» PROVIDED MATERIAL

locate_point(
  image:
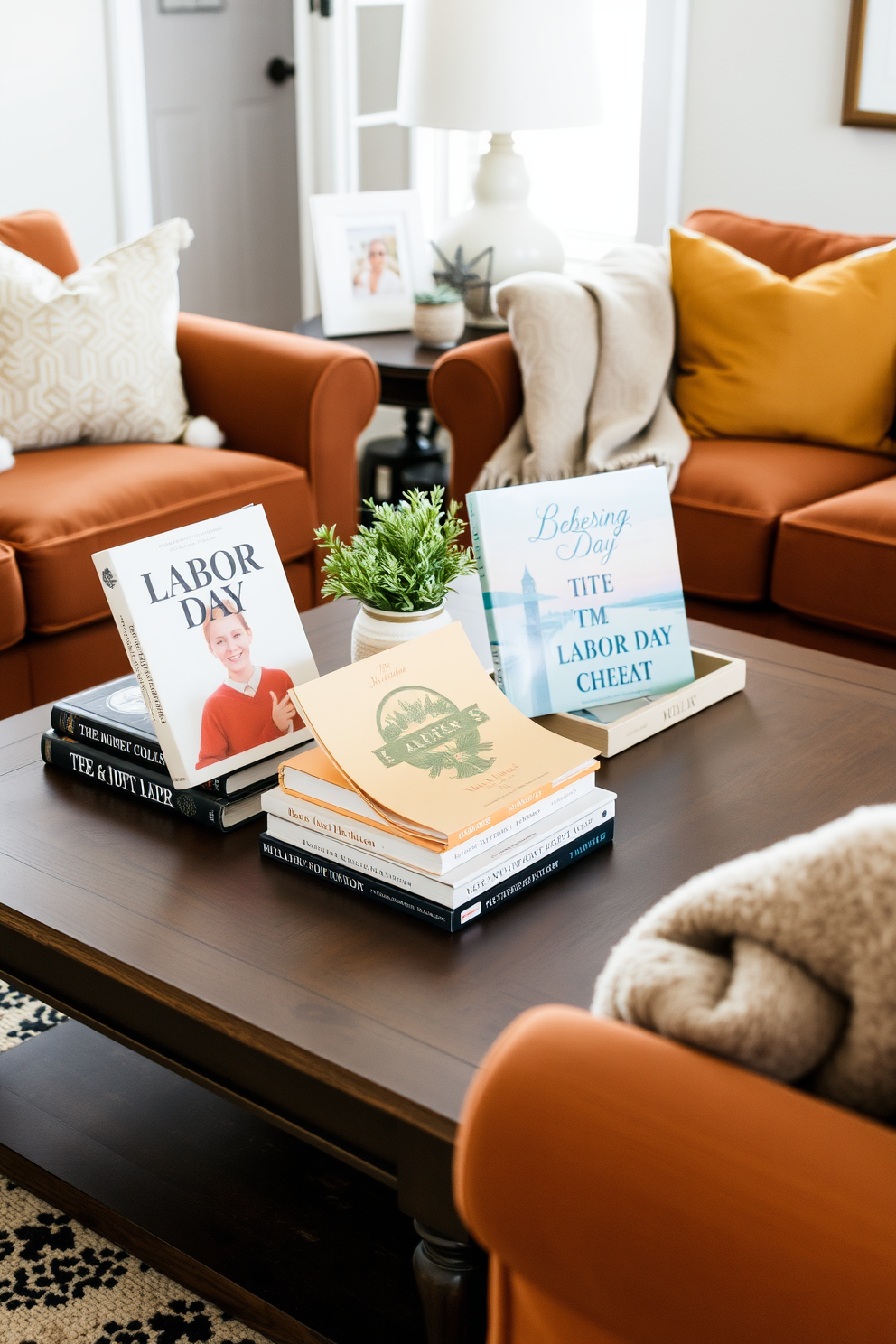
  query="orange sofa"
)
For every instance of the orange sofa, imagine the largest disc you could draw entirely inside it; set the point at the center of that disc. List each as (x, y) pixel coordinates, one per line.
(633, 1191)
(771, 535)
(292, 409)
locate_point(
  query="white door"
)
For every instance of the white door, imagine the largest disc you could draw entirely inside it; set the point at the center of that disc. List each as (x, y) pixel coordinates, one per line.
(222, 143)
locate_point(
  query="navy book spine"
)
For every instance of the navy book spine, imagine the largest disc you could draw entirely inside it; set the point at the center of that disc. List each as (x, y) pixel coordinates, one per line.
(135, 781)
(347, 879)
(135, 748)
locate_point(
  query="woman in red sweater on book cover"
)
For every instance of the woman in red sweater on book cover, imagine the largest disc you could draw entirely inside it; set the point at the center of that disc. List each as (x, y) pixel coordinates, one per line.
(251, 705)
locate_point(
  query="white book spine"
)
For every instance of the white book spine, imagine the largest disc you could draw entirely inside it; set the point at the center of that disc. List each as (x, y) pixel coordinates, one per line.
(138, 664)
(388, 845)
(681, 705)
(443, 891)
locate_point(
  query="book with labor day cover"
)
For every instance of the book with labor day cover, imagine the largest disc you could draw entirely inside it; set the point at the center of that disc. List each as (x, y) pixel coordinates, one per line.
(214, 639)
(429, 741)
(582, 590)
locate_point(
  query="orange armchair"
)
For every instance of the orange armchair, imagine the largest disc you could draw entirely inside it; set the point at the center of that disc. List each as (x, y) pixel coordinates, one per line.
(769, 532)
(633, 1191)
(292, 409)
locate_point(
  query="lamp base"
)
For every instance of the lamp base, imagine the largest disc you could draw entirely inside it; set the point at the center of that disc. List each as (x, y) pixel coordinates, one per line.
(501, 219)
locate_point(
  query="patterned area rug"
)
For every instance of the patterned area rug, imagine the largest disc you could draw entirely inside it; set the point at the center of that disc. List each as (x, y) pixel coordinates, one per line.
(61, 1283)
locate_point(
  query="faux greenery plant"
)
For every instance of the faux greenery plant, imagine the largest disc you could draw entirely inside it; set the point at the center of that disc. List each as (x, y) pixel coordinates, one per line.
(441, 294)
(406, 561)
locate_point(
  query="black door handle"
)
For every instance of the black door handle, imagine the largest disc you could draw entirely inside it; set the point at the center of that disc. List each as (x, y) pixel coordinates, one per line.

» TASK STATEMENT
All of the records above must be copied exactly, except for the pictures.

» EXPECTED ANSWER
locate_point(
  image:
  query="orange sofa"
)
For every instance of the orange sofa, imagine the largest disc you could draw entirely inside it; set the point at the center of that disc. List each as (x, y) pixel coordinates, one per line.
(633, 1191)
(771, 535)
(292, 409)
locate_point(
  query="white door"
)
For every instance of the white door, imagine the largest disc you could draw entirely inside it; set the point at the center of that disc. List each as (x, y) pixel coordinates, one per line.
(222, 143)
locate_point(
  query="navy book spine"
)
For every instance of the navy book spine, imagine the largest disc you could draw entirely inside it; set the point at the center of that disc. List each as (x, y) pixel coordinates, one per line.
(135, 781)
(347, 879)
(135, 748)
locate_point(
  query="woman in red sweater on book cover"
)
For every instance of the woman in red sweater on book cover, imagine the largest disc you could draw entirely inside it; set the point at the center of that disc. List each as (x, y) pixel coordinates, one per line.
(251, 705)
locate_point(
  query="white book spine"
)
For every instance of the white book spine, imagine the largest disc you could draw entirely inside it; set the point at the center of that disc. List each as (x, y) pixel coordinates, one per line.
(138, 664)
(388, 845)
(681, 705)
(443, 891)
locate_point(
  query="book with labor day cover"
)
For every instance of the book with labor day cover, imagine the largest disc you could draw entirely inside it; set the point at the center of that disc. List each as (x, y) pixel coordinates, one per line.
(214, 639)
(429, 741)
(582, 590)
locate_point(
  query="orange armchair"
)
For every instance of the orange armchair, imagine the largest disc you could draw entirely inside it; set the point at the center of that disc. List each as (x, y) pixel coordinates, one per line.
(769, 532)
(633, 1191)
(292, 409)
locate_point(
  query="lamp base"
)
For every instance of the lamp base, imagine the largest disc you could draw entirely inside it; set the point at the center of that disc. List each as (x, y) pixel coordinates, one per line.
(501, 219)
locate_point(
  query="patterned area rug"
)
For every instance of the patterned area rug, imagine the largest disc you could draw entirely inside it; set the point at the center of that disc. List each as (x, y) pixel coordinates, one per line.
(61, 1283)
locate_point(
  query="faux greenery plant"
)
For every instance of the faux greenery plant, imagine the largest disc you could draw entirely inside it; set the point at the center of that disc. List each as (x, y) pixel coordinates, one per line.
(441, 294)
(406, 561)
locate_point(
  query="black door handle"
)
For every instance of the black door handle, imagine the largest disc you could draw entirely inside it; set the point at the center of that disc. List each as (x, y) pixel coordinates, one per line.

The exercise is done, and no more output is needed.